What you have to do: Check every line of the data below for the word "each" and say how many have it, without further comment.

Task material:
###
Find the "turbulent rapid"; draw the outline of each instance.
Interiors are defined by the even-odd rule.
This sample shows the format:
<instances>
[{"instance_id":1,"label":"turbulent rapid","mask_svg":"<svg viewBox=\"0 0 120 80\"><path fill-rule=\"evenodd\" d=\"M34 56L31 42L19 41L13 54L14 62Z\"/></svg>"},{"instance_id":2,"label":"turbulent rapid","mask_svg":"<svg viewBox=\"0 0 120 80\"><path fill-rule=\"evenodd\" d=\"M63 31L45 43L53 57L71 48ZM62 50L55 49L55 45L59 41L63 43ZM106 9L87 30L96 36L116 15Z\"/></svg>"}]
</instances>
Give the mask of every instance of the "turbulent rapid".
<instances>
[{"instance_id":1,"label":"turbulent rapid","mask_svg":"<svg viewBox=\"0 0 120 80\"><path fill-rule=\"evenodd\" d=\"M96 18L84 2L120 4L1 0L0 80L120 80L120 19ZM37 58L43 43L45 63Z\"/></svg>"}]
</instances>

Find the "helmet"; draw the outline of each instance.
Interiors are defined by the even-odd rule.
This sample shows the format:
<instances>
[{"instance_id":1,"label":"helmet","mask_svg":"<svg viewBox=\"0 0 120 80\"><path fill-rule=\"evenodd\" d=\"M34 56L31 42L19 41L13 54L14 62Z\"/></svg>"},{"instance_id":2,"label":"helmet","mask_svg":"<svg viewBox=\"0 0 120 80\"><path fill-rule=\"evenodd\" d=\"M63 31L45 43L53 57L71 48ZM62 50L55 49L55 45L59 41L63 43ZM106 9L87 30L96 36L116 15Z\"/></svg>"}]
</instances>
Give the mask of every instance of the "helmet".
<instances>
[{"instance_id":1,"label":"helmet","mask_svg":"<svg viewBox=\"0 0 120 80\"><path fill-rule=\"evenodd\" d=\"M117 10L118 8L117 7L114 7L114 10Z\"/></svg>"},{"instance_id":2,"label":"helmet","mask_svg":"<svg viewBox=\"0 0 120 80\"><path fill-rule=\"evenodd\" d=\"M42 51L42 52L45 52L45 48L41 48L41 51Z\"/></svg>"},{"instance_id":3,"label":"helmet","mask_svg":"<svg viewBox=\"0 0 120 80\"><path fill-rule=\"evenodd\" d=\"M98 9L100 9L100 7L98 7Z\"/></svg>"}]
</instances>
###
Task answer: 2